§ **Written exercise 1**: Edit the records starting with the line that contains "Project: object detection ground-truth. Target class: railing" and going on through the end of the records, replacing "shoreline" with "coastline" and leaving everything else unchanged. Give back only those lines.

══ Quoted passage ══

1st July 2025 ICSR Team
In Insights, XCEPT

By Brontë Philips

*Pseudonyms have been used throughout to protect the identity of those interviewed.

On 9 April 2025, two advertising billboards located on the road to Beirut airport were set on fire, just days after they had been installed.[i] The billboards had displayed a Lebanese flag and the message ‘A New Era for Lebanon’ (عهد جديد للبنان), superimposed onto an aerial image of the Bay of Jounieh. The airport road runs through Dahiyeh, the southern suburbs of Beirut, and has long been adorned with posters commemorating Hezbollah and Lebanese resistance against Israel. Prior to the ‘New Era’ campaign, the same billboards had displayed posters celebrating Hezbollah’s former Secretary General Hassan Nasrallah and former Head of the Executive Council Hashem Safieddine as martyrs, after their assassinations in Israeli airstrikes last year.

A car drives in front of a poster which displays an aerial image of the Bay of Jounieh, with text and an image of the Lebanese flag superimposed on it. The text reads: عهد جديد للبنان [translates to: A New Era for Lebanon]

A New Era for Lebanon’ poster on the airport road. Credit: Brontë Philips.

The agency which owns the billboards has not named the new campaign’s sponsor – although the ‘New Era’ slogan likely refers to a statement given by Joseph Aoun after he won Lebanon’s presidential election in January 2025 – and stated that the change in posters was not political. Rather, it was due to the expiry of the existing contract, dated one week after the funerals of Nasrallah and Safieddine in February. Nevertheless, the timing and placement of the new advertising campaign provoked strong reactions. Some viewed the transition as a ‘victory’ in ‘cleaning’ the airport roads of pro-Hezbollah messaging.[ii] For others, the move constituted an attempt to deny the realities of the ongoing conflict. As one Beirut resident reflected, ‘Why [A New Era for Lebanon]? They finally elected a prime minister, so what? What’s this future? As long as Israel exists in Lebanon, we won’t have a future’.

═══
══ Source material ══

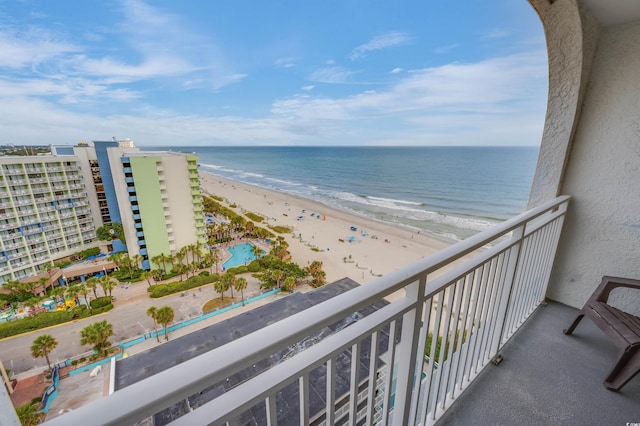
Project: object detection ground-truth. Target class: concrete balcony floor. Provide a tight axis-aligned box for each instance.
[437,302,640,426]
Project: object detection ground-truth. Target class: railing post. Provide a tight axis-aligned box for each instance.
[389,275,427,425]
[489,224,526,358]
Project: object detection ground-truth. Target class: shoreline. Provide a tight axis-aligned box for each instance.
[200,171,455,284]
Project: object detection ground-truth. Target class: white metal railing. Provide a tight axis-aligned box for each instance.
[42,196,569,425]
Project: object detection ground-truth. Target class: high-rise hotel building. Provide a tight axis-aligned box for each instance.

═══

§ **Written exercise 2**: From the article on the Beirut airport road billboards, write out the passage starting with "A car drives" and going on through "Credit: Brontë Philips.", word for word.

§ **Task response 1**:
Project: object detection ground-truth. Target class: railing post. Provide a tight axis-aligned box for each instance.
[389,275,427,425]
[489,224,526,358]
Project: object detection ground-truth. Target class: coastline. Provide a tight axis-aligned box for each instance.
[200,171,455,284]
Project: object detection ground-truth. Target class: white metal railing. Provide a tight axis-aligned box for each instance.
[42,196,569,425]
Project: object detection ground-truth. Target class: high-rise hotel building. Provide a tight axis-aligned box for each instance.

§ **Task response 2**:
A car drives in front of a poster which displays an aerial image of the Bay of Jounieh, with text and an image of the Lebanese flag superimposed on it. The text reads: عهد جديد للبنان [translates to: A New Era for Lebanon]

A New Era for Lebanon’ poster on the airport road. Credit: Brontë Philips.